%%

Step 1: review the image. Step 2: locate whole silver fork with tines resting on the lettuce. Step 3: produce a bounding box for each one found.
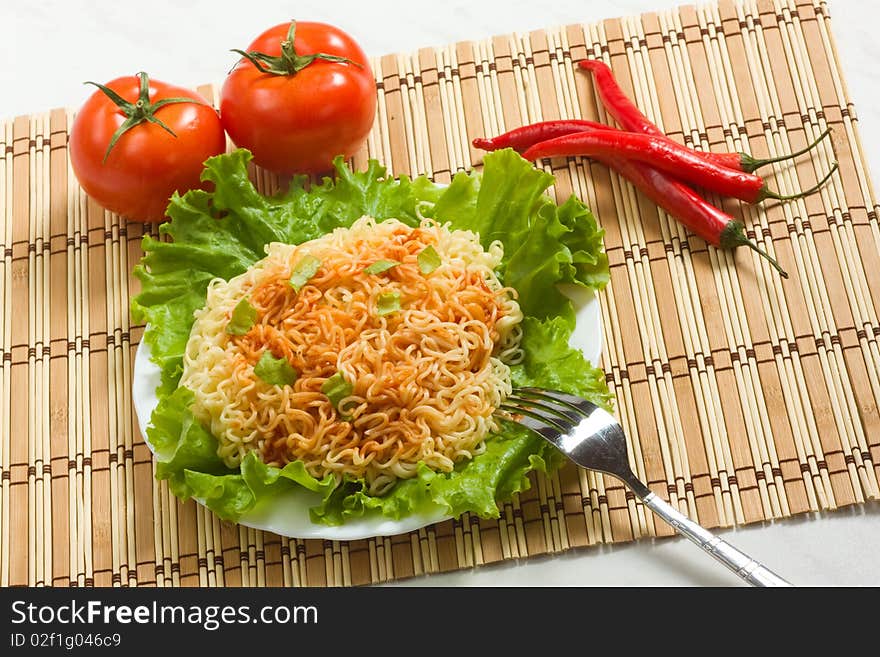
[501,388,791,586]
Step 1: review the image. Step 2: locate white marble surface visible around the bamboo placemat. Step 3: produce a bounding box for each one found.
[0,0,880,586]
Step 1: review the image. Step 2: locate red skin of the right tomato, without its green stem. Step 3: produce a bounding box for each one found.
[220,21,376,174]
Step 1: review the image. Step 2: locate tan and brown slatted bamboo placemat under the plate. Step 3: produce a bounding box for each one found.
[0,0,880,586]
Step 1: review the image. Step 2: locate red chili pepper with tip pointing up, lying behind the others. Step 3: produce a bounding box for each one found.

%%

* **TRY IT**:
Leave every image out when you return the material above word for word.

* **RESPONSE FOR THIS EXERCISE**:
Step 1: review the image. Step 2: locate whole silver fork with tines resting on the lettuce. Step 3: produce a bounding box for each one found.
[501,388,791,586]
Step 1: review the image. Step 2: locate white marble surface visible around the bamboo placemat. Step 3: produce a bounding box for each one found.
[0,0,880,586]
Step 1: review the image. Step 2: locate red skin of the right tomato, without its green stem. Step 3: produce a bounding box for each one found.
[220,21,376,174]
Step 1: review the image. Step 2: locate tan and brown slatted bamboo placemat under the plate. Step 3: produce a bounding box for each one found.
[0,0,880,586]
Step 1: review the image. Step 2: locate red chili pepper with tip pointing up, lying behind the others. Step 3: produce a bounding box for each one found.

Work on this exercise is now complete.